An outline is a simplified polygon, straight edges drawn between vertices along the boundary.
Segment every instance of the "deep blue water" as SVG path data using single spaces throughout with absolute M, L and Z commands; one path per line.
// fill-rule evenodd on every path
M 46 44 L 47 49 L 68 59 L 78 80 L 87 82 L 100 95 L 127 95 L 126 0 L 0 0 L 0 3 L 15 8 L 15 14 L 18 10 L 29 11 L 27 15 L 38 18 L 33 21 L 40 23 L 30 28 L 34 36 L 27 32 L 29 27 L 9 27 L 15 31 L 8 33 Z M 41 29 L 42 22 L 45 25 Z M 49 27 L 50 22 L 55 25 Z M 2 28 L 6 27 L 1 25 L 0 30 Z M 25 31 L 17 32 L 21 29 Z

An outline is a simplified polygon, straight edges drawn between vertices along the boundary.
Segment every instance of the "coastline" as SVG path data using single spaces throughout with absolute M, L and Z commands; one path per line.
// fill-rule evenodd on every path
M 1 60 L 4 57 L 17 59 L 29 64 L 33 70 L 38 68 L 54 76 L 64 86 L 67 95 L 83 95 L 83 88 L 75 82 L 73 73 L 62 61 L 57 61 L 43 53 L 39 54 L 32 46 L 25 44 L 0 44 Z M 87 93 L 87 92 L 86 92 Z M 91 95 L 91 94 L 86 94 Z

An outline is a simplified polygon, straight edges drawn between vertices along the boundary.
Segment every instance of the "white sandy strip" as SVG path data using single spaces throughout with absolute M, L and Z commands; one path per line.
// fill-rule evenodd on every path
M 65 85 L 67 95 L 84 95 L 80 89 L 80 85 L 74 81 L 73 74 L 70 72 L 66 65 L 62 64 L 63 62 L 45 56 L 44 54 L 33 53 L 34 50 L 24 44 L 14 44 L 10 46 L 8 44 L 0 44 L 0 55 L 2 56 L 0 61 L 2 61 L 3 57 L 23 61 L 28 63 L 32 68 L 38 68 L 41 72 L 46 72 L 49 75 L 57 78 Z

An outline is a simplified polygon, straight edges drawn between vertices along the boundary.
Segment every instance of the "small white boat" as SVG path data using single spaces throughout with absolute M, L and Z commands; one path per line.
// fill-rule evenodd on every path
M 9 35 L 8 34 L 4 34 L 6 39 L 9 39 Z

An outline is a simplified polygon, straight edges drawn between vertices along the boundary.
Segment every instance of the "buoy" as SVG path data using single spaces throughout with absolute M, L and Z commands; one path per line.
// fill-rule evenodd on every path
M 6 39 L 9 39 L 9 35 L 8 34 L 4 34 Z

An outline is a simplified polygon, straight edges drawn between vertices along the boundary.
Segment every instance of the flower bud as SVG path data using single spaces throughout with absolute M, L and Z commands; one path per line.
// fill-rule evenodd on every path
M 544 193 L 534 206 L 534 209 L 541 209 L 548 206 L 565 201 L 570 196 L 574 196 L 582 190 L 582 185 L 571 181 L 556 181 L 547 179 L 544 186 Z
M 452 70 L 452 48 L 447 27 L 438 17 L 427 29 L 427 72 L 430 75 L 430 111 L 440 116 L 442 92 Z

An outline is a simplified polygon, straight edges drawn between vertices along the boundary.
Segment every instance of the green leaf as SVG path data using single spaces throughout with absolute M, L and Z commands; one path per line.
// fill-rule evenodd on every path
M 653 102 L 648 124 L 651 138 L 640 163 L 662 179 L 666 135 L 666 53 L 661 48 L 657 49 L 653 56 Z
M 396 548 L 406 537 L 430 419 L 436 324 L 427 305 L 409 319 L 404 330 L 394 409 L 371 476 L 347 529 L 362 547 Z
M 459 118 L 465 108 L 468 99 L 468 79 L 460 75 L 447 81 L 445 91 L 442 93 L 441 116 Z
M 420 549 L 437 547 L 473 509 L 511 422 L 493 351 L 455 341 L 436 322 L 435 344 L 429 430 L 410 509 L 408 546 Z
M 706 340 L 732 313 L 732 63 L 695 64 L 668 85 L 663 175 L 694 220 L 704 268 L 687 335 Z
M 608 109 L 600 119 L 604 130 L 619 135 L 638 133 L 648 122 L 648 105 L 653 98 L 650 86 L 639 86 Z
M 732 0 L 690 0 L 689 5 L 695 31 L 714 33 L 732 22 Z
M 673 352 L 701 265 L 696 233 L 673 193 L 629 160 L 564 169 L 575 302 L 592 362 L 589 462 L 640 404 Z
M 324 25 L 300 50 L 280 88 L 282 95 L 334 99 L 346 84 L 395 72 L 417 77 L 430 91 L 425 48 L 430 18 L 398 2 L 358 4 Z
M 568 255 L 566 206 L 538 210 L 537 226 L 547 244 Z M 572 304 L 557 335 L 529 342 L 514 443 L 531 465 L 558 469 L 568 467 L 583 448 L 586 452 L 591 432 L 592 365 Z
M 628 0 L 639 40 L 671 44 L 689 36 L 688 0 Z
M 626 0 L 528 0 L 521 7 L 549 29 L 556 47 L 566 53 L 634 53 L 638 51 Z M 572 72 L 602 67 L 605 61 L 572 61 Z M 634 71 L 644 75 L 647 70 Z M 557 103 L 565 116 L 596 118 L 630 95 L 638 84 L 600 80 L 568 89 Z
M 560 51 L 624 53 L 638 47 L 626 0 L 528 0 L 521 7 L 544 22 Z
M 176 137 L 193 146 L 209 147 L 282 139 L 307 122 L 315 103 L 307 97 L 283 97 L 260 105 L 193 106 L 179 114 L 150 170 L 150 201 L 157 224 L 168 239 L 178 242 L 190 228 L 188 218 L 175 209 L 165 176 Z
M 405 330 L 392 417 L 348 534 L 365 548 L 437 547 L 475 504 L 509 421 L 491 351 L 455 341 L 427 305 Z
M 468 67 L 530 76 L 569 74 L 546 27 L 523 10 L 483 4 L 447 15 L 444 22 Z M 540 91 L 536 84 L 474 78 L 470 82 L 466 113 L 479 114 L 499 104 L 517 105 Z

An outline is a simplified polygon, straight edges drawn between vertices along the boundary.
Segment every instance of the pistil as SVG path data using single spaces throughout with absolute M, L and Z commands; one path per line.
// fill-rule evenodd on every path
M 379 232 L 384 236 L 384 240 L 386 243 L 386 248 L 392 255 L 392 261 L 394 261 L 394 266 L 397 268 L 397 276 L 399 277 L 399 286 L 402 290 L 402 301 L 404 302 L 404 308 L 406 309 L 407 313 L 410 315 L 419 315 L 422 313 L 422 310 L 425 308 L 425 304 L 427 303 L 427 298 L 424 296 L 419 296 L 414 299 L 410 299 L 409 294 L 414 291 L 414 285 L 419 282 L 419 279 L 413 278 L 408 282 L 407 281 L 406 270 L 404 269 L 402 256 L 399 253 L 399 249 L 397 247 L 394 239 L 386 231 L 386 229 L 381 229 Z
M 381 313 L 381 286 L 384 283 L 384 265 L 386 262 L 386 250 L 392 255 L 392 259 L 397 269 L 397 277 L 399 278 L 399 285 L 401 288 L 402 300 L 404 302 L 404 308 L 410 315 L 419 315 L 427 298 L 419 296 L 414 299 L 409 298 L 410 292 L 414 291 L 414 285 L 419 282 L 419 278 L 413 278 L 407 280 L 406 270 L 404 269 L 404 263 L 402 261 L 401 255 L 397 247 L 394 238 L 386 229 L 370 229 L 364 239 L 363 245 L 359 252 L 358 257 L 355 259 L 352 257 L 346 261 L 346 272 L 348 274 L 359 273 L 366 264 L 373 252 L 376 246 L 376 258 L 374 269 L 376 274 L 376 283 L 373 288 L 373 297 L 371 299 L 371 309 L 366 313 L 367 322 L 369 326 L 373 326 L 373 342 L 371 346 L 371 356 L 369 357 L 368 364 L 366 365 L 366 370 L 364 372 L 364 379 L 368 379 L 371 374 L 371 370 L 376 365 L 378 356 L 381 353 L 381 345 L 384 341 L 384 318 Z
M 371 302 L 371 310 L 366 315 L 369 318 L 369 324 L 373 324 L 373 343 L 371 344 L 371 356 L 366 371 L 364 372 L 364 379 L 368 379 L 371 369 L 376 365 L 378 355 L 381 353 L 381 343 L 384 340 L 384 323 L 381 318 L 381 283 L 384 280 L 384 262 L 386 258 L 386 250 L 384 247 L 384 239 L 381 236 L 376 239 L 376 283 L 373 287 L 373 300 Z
○ ○ ○ ○
Do this: Return verbatim every line starting at the beginning of the records and ending with the line that contains "M 46 44 L 47", including both of these.

Response:
An outline is a simplified polygon, straight edges drawn between vertices along the boundary.
Segment every instance of the "deep blue water" as SVG path data using single spaces throughout with absolute M, L and Z commands; one path per line.
// fill-rule evenodd on every path
M 46 44 L 47 49 L 68 59 L 78 80 L 87 82 L 100 95 L 127 95 L 126 0 L 0 0 L 0 3 L 15 8 L 15 14 L 18 10 L 29 11 L 27 15 L 38 18 L 33 21 L 40 23 L 30 28 L 34 36 L 27 32 L 29 27 L 9 27 L 15 31 L 8 33 Z M 41 29 L 42 22 L 45 25 Z M 49 27 L 50 22 L 55 25 Z M 2 28 L 6 27 L 1 25 L 0 30 Z M 25 31 L 17 32 L 21 29 Z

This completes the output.